* Extracted material:
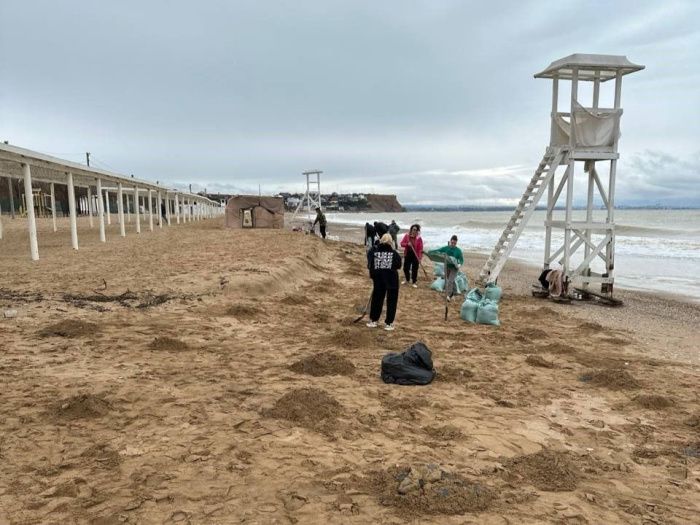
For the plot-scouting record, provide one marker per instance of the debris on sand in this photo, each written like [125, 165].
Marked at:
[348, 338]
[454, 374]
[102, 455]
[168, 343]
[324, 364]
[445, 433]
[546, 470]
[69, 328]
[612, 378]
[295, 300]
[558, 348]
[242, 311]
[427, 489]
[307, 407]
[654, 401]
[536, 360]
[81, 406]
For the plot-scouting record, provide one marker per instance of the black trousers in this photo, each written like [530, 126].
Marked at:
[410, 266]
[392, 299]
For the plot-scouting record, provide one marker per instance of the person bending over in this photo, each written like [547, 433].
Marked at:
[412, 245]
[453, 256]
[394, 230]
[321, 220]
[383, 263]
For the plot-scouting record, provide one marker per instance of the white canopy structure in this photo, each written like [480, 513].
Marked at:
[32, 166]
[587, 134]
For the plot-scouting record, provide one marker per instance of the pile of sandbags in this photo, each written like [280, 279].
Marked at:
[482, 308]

* Work to do: Reproduce all of the material above, requests included, with every marked coordinate in the answers multiplied by 0.65 and rounded to a whole number, halves rounding up. Leave the sample coordinates in the requests unchanged, and omit the pictures.

* Worked answer:
For the plot-scouting record, provide one marker per instance of the debris on sand in this photo, each written like [125, 165].
Marked at:
[226, 220]
[295, 243]
[66, 296]
[109, 223]
[211, 237]
[289, 281]
[355, 306]
[45, 213]
[398, 246]
[192, 195]
[363, 226]
[157, 202]
[278, 318]
[200, 265]
[425, 261]
[348, 234]
[53, 264]
For the plot-scouting record, provide one marker per instance of the black trousers in this photo, each written like [530, 126].
Marked at:
[267, 173]
[255, 194]
For the plot-scouting record, provide one marker per instance of the person bending over in this photo, each written like [547, 433].
Marked at:
[268, 159]
[294, 166]
[256, 150]
[209, 143]
[249, 171]
For the plot-scouting record, provide one marker per instance of the white canopy structure in this photo, each written like [480, 513].
Marked at:
[21, 108]
[382, 87]
For the plot-scouting record, provide one marker per instance of the pile of sandbags in this photo, each written like [280, 279].
Marked at:
[313, 200]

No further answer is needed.